The request = Update the rows below, starting with the line that contains "Exercise. Annotate the leafy" and going on through the end of the rows, so that "palm frond" is replaced with "banana leaf" and all else stays unchanged. Give only those rows.

Input =
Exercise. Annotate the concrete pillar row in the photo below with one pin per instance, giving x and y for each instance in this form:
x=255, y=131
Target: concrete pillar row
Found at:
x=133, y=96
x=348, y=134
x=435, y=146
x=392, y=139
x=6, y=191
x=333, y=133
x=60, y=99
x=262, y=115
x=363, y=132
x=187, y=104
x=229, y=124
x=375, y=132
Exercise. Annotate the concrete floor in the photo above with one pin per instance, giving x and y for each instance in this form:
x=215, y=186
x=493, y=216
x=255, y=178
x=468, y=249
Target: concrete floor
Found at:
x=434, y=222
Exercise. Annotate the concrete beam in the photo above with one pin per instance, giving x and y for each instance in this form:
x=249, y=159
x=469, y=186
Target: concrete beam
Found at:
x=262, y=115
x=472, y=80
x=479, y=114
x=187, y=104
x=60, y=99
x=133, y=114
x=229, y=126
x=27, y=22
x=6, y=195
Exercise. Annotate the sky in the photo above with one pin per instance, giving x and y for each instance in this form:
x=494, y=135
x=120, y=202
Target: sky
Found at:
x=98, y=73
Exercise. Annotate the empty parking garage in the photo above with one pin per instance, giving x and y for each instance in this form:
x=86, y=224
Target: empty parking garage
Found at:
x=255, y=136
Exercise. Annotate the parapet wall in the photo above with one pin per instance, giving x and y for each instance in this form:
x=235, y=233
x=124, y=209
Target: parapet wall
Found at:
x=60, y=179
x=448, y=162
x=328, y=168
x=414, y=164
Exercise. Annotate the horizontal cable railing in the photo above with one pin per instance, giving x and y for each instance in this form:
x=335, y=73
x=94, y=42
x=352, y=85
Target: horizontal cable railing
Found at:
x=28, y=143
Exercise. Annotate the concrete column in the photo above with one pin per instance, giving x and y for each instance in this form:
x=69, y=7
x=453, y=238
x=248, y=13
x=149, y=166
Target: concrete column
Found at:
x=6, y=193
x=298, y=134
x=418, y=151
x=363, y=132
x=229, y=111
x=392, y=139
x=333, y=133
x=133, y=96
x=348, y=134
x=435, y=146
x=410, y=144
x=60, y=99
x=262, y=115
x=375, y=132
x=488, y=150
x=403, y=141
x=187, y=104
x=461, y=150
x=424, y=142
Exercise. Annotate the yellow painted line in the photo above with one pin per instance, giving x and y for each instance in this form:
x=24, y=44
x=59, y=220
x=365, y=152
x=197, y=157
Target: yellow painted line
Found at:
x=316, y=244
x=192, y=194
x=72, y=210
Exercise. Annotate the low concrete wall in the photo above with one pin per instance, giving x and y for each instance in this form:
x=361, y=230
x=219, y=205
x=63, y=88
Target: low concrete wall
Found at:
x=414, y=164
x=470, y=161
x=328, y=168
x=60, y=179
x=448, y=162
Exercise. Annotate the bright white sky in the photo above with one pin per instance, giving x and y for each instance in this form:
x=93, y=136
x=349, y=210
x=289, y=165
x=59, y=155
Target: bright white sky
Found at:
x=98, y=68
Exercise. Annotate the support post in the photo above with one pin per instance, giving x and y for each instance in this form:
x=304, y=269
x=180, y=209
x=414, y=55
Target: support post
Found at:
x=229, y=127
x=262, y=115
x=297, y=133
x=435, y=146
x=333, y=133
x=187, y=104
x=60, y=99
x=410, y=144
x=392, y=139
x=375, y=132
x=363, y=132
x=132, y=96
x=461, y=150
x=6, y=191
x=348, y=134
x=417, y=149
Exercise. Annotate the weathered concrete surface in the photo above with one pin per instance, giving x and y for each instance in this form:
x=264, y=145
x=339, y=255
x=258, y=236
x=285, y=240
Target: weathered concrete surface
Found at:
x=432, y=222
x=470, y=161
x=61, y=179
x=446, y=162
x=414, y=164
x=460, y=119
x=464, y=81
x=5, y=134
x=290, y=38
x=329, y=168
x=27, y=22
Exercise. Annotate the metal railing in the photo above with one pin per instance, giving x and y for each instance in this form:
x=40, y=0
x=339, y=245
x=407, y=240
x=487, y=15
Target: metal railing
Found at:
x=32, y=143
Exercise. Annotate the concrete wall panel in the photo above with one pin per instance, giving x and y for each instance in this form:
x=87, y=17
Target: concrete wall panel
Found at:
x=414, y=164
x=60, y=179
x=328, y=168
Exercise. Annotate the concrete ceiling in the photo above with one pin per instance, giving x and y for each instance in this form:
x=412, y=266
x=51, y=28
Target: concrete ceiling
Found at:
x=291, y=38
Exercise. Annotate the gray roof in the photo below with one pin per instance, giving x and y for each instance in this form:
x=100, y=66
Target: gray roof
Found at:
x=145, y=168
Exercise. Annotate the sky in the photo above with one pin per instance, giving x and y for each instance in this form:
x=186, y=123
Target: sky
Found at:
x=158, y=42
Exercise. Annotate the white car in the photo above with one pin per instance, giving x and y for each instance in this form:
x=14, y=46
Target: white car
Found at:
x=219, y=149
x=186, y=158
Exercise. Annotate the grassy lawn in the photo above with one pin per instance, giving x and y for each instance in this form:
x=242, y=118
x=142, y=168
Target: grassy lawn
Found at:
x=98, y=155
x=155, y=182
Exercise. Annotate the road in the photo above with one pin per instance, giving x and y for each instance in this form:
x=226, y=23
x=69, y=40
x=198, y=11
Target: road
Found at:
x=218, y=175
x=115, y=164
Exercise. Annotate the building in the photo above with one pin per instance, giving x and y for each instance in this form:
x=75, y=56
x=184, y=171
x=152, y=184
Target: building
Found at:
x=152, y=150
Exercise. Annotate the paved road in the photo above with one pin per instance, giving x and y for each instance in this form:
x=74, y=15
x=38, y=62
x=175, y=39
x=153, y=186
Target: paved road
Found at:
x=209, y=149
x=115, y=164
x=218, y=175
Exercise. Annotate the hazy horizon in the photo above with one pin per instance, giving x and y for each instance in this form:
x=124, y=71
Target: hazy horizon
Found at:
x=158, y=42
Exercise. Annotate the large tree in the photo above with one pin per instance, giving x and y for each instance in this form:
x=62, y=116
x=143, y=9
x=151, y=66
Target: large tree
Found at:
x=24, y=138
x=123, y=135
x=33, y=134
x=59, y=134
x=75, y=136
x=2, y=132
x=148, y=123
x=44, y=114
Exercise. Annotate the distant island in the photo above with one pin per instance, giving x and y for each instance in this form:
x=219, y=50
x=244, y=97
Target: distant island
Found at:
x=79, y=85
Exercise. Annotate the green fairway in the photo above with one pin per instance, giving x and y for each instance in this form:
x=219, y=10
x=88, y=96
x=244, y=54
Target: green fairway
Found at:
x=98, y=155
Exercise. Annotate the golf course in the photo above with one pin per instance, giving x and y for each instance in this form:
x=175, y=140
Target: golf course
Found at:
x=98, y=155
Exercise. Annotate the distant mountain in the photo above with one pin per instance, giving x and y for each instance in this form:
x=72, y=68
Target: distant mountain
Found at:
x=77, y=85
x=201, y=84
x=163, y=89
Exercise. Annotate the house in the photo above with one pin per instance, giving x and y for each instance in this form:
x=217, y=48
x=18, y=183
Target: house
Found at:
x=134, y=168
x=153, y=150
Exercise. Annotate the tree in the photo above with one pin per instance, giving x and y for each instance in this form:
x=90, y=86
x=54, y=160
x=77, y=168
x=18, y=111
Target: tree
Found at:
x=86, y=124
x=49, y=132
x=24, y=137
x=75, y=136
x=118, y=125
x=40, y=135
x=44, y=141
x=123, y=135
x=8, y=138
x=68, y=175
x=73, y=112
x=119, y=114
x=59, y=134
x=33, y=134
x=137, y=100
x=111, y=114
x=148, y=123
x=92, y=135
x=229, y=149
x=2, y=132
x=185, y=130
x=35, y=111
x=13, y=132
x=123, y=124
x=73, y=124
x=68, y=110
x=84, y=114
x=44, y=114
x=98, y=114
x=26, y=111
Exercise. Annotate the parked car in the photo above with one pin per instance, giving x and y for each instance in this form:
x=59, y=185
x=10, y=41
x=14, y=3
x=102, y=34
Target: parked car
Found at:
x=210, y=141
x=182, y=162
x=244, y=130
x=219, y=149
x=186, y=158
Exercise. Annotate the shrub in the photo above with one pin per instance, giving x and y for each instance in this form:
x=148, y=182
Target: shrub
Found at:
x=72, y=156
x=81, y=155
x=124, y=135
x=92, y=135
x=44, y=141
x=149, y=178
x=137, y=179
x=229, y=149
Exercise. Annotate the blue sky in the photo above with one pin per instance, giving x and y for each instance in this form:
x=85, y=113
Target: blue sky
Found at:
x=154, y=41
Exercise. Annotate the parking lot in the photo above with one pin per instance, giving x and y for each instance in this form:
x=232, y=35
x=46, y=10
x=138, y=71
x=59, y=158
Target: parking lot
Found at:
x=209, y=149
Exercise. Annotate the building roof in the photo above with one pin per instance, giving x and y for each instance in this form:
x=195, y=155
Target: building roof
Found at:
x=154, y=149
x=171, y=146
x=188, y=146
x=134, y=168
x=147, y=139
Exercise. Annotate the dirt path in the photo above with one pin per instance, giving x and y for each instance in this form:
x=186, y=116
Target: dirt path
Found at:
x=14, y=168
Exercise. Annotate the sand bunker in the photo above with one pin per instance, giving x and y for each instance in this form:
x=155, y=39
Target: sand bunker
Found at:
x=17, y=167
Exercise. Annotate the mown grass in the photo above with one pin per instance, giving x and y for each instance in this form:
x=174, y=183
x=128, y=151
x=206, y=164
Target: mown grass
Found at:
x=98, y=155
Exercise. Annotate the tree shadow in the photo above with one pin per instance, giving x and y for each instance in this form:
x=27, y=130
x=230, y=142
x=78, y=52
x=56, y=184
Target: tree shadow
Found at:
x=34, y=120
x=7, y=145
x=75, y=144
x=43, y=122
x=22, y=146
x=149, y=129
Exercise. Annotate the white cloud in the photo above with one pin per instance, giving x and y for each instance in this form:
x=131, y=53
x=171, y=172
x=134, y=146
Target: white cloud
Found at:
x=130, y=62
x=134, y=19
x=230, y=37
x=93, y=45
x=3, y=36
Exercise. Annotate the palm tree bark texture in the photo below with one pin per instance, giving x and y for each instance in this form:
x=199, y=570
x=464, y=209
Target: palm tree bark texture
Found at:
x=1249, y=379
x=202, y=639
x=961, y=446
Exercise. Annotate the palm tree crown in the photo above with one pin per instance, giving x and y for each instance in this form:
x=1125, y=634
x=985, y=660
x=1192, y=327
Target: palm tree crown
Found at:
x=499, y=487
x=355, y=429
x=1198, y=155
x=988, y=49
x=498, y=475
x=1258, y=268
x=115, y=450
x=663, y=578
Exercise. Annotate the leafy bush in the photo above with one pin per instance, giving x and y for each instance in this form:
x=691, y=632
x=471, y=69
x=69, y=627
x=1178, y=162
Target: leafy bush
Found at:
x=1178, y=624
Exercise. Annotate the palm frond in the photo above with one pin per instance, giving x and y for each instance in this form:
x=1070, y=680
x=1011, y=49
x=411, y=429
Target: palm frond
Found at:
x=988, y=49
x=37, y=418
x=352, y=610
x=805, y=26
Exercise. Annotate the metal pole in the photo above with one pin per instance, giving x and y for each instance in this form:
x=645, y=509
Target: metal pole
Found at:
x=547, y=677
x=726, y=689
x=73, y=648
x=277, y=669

Reply to the task =
Exercise. Annotate the leafy bush in the photo above with one pin per instance, giving x and y for each instance in this form:
x=691, y=632
x=471, y=69
x=69, y=627
x=1178, y=162
Target: leafy bush
Found at:
x=1178, y=624
Exercise. Annotate the banana leaf in the photo above with one pin per instance, giving x and y for each instance in this form:
x=1070, y=680
x=1011, y=49
x=411, y=429
Target: banana leaf
Found at:
x=988, y=49
x=37, y=418
x=352, y=610
x=805, y=26
Exercise. Annotate the metal pole in the photo above with one pin per instance, giving x and y for each instance in this form:
x=645, y=509
Target: metal pole
Found at:
x=547, y=677
x=726, y=689
x=73, y=648
x=277, y=669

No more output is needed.